Quoted text >>
◆ ◆ ◆ ◆

The Shopify of Venture
Owning the feed, not just the cap table - Why the Creators are the future of the venture capital industry
Hi it’s Ange 👋! I’m the founder of Passion & Creator, your go-to media hub exploring and decoding the emerging trends in the Creative Industries —a space where creativity meets opportunity, and where we shape the future of culture, content, and commerce.
Got thoughts or questions? Don’t hesitate to reach out! And hey, if you enjoyed this, show some love—like this post and share it with your friends and colleagues. 🗣👥
This story is a three-way collab: Marie, Thomas, and me!
Marie Dollé is a talented trend-buster. Through her newsletters In Bed With Social and In Bed With Social (gathering 20k+ subscribers), she dives deep into weak signals and uncovers trends in social media, tech, and consumer culture. Beyond being a raw talent, she’s also my awesome colleague as Head of Marketing & Comms at EuroQuity, part of Bpifrance, the leading French investment bank. If you like this, I bet you’ll love more of Marie's work 😉
Thomas Owadenko is a VC industry pro, consumer and creator economy expert. Founder of the influencer marketing platform Octoly (raised €10M+ and sold to Skeepers), former VC partner at the top-tier French fund Otium Capital, co-founder of consumer startup studio Outspire Foundry, he is now Brand Director at Innovative Beauty Group!

◆ ◆ ◆ ◆

Actions to take >>
(a) Based on the newsletter on creators and venture capital, state whether each statement agrees with it. Answer yes or no, and quote the deciding words. (i) Octoly was sold to Skeepers. (ii) Marie Dollé is Head of Marketing & Comms at Otium Capital. (iii) The story is a collaboration between two people.
(b) Retype the newsletter on creators and venture capital from "The Shopify of" up to and including "Thomas, and me!".
(c) Write what comes next in the newsletter on creators and venture capital, picking up after its final sentence.

Given data >>
◆ ◆ ◆ ◆

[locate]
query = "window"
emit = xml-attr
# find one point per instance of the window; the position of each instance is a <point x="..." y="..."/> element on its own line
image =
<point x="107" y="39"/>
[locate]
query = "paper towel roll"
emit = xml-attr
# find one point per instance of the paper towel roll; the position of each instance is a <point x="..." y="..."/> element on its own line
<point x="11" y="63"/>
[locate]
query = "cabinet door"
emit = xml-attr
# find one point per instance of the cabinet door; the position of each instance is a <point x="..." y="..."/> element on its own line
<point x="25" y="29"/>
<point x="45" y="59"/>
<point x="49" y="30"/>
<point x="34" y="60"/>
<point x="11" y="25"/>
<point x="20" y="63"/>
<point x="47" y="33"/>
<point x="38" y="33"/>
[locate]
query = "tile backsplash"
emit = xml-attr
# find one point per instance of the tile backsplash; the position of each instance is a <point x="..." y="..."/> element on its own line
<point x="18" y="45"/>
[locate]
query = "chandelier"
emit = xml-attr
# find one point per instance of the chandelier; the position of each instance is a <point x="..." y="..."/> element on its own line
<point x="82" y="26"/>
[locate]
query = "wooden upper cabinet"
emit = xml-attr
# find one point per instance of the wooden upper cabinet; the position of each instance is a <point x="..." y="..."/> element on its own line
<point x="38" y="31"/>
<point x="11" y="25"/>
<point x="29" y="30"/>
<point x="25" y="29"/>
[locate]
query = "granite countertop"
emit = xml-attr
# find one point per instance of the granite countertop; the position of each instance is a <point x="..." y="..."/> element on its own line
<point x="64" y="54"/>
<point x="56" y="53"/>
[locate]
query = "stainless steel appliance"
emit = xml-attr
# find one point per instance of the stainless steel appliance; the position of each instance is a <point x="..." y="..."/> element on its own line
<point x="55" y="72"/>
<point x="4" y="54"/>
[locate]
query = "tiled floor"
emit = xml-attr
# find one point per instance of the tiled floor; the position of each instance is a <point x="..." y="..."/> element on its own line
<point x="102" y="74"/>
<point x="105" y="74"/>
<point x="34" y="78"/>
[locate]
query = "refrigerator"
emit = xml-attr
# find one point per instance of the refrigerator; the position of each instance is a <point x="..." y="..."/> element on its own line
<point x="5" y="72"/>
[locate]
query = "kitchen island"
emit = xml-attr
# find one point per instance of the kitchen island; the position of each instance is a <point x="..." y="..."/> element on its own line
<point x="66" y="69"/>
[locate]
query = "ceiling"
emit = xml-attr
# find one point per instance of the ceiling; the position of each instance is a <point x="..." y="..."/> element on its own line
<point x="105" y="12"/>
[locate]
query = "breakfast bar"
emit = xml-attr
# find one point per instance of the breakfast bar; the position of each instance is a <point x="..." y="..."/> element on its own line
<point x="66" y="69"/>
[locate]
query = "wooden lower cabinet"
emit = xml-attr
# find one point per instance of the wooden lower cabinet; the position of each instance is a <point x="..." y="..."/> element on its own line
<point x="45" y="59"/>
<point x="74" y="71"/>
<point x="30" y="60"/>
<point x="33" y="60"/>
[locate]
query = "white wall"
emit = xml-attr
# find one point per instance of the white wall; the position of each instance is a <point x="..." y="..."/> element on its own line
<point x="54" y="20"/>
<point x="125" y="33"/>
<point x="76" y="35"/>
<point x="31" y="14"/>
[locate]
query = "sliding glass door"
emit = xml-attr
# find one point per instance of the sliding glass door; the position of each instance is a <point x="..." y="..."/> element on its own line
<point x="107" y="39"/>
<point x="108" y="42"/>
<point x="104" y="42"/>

◆ ◆ ◆ ◆

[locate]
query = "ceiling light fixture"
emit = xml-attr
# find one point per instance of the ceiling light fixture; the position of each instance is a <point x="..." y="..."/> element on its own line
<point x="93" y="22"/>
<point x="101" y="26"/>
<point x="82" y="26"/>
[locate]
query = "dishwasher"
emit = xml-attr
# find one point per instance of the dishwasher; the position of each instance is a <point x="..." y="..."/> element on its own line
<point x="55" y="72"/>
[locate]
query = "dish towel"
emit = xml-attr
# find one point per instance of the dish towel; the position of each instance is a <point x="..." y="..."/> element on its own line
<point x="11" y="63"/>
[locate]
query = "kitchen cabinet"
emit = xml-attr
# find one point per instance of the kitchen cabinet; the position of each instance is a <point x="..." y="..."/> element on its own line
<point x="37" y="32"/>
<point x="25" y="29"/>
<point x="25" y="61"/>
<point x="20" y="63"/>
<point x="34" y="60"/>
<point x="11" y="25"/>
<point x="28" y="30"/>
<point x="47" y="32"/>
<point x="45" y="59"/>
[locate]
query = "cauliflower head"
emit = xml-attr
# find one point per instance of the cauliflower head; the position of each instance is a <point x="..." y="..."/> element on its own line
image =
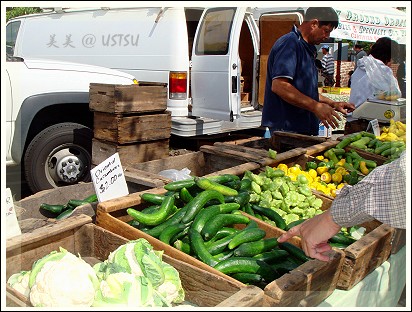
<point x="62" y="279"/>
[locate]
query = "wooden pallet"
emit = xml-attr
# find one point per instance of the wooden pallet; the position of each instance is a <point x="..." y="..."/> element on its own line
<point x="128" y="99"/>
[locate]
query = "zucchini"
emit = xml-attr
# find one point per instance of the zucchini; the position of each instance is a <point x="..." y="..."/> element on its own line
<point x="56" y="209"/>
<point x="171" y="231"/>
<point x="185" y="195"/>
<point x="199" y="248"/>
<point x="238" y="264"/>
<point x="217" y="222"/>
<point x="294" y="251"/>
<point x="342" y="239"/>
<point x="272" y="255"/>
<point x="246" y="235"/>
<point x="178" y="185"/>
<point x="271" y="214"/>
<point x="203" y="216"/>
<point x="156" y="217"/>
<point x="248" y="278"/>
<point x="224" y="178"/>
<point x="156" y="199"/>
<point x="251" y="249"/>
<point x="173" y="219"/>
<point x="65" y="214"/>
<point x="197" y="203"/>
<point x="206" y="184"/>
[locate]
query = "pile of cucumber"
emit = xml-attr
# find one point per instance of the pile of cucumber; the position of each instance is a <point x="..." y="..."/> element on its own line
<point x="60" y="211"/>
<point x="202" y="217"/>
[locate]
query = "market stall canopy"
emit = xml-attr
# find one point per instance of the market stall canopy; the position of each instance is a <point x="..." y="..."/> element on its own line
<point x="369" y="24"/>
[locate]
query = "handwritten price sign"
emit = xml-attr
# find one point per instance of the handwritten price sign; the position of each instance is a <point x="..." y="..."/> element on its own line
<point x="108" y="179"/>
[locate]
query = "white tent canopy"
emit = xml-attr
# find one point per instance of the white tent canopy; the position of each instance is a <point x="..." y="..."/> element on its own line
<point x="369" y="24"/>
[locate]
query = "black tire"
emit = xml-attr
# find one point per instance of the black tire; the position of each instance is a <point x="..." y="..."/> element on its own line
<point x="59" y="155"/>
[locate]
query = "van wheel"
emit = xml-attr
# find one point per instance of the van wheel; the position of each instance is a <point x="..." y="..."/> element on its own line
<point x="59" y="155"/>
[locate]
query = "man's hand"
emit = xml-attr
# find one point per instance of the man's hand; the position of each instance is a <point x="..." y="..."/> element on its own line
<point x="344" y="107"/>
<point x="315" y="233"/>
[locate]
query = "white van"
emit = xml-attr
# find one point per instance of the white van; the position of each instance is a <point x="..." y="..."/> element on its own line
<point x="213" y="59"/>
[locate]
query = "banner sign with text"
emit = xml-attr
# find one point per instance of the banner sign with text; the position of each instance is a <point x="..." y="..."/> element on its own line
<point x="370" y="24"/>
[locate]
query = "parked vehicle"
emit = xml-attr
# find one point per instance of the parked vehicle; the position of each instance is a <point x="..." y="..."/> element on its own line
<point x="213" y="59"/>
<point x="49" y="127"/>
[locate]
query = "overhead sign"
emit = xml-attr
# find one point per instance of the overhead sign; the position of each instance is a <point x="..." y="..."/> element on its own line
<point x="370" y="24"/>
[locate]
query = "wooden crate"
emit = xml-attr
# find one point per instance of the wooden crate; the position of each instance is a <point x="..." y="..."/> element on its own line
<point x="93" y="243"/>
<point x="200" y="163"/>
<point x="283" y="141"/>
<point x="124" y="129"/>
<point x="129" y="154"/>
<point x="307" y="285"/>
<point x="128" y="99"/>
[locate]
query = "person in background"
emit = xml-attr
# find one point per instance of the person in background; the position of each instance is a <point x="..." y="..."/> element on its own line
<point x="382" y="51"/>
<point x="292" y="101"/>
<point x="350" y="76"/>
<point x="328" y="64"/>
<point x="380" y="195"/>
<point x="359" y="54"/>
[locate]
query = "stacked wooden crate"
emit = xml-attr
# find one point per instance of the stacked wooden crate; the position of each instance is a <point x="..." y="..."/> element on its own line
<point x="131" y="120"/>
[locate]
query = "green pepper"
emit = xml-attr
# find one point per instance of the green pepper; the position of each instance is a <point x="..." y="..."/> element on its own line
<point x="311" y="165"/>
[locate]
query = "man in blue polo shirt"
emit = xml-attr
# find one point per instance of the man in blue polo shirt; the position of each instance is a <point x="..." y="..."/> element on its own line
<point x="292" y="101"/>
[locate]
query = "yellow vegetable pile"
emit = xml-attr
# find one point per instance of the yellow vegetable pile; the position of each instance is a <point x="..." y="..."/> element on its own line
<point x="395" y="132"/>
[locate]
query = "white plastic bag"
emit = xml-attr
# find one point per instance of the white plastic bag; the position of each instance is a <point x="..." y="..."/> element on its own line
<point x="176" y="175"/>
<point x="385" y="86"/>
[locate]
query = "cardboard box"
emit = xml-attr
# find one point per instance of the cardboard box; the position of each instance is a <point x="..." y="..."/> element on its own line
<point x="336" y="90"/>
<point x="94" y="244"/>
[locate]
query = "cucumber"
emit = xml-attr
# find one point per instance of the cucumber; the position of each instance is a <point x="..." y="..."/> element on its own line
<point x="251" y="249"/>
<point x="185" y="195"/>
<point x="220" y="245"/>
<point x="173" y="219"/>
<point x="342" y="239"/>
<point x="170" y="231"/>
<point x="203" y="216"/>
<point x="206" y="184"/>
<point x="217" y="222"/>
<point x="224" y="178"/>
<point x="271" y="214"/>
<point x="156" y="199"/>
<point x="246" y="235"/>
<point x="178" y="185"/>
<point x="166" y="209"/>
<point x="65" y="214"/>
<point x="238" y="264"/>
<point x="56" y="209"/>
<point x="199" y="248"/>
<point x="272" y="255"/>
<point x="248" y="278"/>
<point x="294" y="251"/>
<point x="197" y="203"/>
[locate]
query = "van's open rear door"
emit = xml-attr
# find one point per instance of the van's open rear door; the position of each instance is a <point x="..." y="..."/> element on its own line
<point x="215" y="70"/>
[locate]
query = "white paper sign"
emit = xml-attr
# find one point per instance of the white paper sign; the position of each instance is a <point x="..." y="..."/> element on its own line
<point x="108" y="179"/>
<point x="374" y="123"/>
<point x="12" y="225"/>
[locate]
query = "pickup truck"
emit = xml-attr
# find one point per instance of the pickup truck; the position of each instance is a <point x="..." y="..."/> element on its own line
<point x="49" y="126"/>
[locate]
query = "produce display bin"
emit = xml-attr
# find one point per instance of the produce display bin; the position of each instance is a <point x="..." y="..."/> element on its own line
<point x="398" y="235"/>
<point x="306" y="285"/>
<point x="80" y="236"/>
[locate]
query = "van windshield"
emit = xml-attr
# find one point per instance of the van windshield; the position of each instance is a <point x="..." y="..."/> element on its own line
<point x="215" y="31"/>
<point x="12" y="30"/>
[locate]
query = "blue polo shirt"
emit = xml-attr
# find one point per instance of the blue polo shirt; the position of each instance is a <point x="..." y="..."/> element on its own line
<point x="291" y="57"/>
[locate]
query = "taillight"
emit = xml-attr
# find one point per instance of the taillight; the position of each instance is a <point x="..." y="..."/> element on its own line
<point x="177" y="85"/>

◆ ◆ ◆ ◆

The replies >>
(a)
(i) Yes: "raised €10M+ and sold to Skeepers"
(ii) No: "Head of Marketing & Comms at EuroQuity, part of Bpifrance"
(iii) No: "This story is a three-way collab: Marie, Thomas, and me!"

(b)
The Shopify of Venture
Owning the feed, not just the cap table - Why the Creators are the future of the venture capital industry
Hi it’s Ange 👋! I’m the founder of Passion & Creator, your go-to media hub exploring and decoding the emerging trends in the Creative Industries —a space where creativity meets opportunity, and where we shape the future of culture, content, and commerce.
Got thoughts or questions? Don’t hesitate to reach out! And hey, if you enjoyed this, show some love—like this post and share it with your friends and colleagues. 🗣👥
This story is a three-way collab: Marie, Thomas, and me!

(c)
In venture capital, access is everything. The best deals go to the firms that founders trust, and today, trust is built in public.
Andreessen Horowitz (a16z) — one of Silicon Valley’s most influential venture capital firms, managing over $45 billion across multiplie funds and known for early bets on Facebook, Airbnb, Coinbase, and more than 1,000 others — has always understood the strategic power of media. To strengthen that advantage, they launched in 2021 Future.com, a bold editorial experiment aimed to become the media voice of Silicon Valley.
It didn’t land. It felt too corporate, too top-down, too static — a broadcast, not a conversation.
Timing didn’t help either. Generative AI reshaped the landscape — it gave everyone words.
So if everyone has them, what matters?
Not posting — building resonance.
Few can build an ecosystem — anchored in a voice, a face, a vision.
That’s the real flywheel: a living network, fueled by trust.
a16z saw it coming. They rewired the model.
From speaking at the world to building with it.
From building a media brand to empowering individual voices.
Not just partner-led content — partners as nodes of influence.
Here is the story.
The Strategic Moves
The signs were subtle, yet evident from the start.
First the media foundations.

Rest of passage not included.